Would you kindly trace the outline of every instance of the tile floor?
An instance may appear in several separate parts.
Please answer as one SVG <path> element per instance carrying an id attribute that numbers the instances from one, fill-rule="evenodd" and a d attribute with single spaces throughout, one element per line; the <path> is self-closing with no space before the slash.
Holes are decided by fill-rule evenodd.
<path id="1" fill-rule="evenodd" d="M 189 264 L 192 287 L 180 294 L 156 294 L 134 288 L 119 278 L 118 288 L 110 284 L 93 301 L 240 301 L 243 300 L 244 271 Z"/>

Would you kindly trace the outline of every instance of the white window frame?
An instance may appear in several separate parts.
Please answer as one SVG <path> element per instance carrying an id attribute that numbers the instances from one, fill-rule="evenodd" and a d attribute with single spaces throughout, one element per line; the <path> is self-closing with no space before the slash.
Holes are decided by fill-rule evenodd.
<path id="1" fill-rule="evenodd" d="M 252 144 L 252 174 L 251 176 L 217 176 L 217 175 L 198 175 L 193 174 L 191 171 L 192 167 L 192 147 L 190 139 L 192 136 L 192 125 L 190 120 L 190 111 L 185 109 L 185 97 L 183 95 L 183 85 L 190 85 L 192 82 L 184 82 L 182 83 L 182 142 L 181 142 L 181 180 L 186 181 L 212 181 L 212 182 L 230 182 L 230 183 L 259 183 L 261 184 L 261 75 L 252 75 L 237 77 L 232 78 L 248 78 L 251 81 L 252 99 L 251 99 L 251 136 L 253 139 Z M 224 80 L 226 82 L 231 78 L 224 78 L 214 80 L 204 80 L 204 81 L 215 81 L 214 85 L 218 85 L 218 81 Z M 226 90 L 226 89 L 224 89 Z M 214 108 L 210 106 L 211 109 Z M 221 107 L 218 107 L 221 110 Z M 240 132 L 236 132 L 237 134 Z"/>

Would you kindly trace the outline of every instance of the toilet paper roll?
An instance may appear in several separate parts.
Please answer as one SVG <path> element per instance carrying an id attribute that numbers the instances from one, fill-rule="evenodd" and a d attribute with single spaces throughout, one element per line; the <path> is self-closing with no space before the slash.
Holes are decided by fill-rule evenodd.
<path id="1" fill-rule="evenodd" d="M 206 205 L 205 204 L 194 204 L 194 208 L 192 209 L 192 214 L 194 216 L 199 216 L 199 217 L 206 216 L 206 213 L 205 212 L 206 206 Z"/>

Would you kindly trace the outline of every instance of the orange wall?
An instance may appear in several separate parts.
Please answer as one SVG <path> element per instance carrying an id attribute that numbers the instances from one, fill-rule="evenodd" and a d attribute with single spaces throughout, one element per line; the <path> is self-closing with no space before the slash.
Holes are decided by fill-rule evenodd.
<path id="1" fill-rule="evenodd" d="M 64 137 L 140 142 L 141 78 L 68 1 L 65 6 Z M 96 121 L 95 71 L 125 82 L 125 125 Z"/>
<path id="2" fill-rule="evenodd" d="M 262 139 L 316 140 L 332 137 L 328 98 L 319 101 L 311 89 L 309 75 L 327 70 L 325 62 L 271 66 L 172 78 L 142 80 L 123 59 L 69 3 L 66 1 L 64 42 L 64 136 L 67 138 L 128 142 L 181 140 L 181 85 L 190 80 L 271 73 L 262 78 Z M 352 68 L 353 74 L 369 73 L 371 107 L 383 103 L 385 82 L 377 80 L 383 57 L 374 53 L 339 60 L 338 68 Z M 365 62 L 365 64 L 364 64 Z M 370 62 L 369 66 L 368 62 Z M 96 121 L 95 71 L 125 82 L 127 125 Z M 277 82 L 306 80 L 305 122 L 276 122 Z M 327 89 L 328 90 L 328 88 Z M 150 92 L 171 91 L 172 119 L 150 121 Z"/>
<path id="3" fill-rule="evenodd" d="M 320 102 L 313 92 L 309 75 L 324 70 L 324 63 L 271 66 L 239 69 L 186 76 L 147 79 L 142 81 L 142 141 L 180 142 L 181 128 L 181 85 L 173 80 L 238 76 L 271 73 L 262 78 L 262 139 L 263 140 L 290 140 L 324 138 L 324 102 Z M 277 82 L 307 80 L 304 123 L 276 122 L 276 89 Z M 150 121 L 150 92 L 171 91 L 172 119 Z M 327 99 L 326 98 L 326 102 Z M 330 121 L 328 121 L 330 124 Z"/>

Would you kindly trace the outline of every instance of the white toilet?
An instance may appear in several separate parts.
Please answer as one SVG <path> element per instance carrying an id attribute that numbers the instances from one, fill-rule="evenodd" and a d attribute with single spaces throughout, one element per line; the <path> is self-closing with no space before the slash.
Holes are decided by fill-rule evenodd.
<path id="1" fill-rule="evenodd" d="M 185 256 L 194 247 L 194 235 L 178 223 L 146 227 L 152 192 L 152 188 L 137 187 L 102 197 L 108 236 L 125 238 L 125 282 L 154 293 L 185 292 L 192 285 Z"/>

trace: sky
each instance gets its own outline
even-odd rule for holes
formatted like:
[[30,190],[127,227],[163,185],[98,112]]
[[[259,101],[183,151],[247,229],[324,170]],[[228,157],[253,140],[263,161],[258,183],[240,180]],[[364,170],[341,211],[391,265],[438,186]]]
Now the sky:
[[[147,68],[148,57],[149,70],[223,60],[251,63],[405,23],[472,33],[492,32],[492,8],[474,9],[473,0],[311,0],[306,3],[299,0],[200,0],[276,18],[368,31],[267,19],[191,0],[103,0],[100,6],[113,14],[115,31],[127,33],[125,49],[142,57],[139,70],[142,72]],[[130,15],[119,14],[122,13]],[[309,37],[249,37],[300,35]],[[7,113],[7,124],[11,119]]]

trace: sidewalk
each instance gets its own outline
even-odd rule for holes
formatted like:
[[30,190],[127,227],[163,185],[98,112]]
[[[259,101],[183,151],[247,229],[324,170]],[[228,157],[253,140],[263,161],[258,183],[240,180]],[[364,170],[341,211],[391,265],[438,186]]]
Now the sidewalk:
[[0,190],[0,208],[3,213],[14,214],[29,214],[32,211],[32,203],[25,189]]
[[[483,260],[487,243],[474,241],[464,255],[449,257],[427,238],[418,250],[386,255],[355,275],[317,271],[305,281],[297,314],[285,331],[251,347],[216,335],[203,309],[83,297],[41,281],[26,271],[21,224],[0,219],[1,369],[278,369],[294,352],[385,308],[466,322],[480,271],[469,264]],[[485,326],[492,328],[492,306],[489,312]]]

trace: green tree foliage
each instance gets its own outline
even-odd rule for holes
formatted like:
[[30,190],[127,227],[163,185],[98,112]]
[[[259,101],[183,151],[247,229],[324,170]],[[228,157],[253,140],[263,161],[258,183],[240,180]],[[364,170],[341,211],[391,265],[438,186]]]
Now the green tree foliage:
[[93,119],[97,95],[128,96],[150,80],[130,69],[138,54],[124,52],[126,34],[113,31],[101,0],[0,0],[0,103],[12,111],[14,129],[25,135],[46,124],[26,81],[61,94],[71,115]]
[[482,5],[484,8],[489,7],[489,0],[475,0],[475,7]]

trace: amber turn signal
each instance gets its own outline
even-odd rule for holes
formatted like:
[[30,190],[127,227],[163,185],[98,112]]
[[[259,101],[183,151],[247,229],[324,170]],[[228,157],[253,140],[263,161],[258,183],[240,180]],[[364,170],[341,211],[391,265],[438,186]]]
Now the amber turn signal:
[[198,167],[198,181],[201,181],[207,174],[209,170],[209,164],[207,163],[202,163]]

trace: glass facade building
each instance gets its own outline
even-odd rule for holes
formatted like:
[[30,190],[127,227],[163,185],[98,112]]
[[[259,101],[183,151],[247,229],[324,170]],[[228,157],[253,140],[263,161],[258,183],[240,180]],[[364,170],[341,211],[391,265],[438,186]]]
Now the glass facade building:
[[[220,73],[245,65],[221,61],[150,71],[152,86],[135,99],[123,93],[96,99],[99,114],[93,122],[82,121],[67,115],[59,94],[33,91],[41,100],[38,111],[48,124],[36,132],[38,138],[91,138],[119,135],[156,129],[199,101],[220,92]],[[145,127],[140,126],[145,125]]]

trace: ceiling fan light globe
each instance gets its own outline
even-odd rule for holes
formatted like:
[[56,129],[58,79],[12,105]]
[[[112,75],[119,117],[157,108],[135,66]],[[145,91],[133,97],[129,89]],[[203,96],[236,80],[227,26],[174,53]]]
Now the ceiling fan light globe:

____

## Stated exercise
The lines to reproduce run from the line containing "trace: glass facade building" to the end of the listing; write them out exactly and add nothing.

## Answer to the task
trace: glass facade building
each instance gets its own outline
even-odd rule for holes
formatted like:
[[30,190],[127,227],[163,185],[98,112]]
[[[259,101],[183,151],[247,229],[324,170]],[[228,157],[253,140],[263,161],[258,183],[240,180]],[[364,170],[341,211],[391,265],[438,186]]]
Now the glass facade building:
[[[220,73],[245,65],[221,61],[150,71],[152,86],[135,99],[123,93],[96,99],[99,114],[93,122],[82,121],[67,115],[59,94],[33,91],[41,100],[38,111],[48,124],[36,132],[38,138],[91,138],[119,135],[156,129],[199,101],[220,92]],[[145,127],[140,126],[145,125]]]

trace: ceiling fan light globe
each instance gets its own outline
even-odd rule for holes
formatted like:
[[56,129],[58,79],[12,105]]
[[[112,75],[119,117],[157,108],[135,66]],[[145,91],[133,97],[129,89]],[[203,96],[236,80],[227,26],[174,53]]]
Now the ceiling fan light globe:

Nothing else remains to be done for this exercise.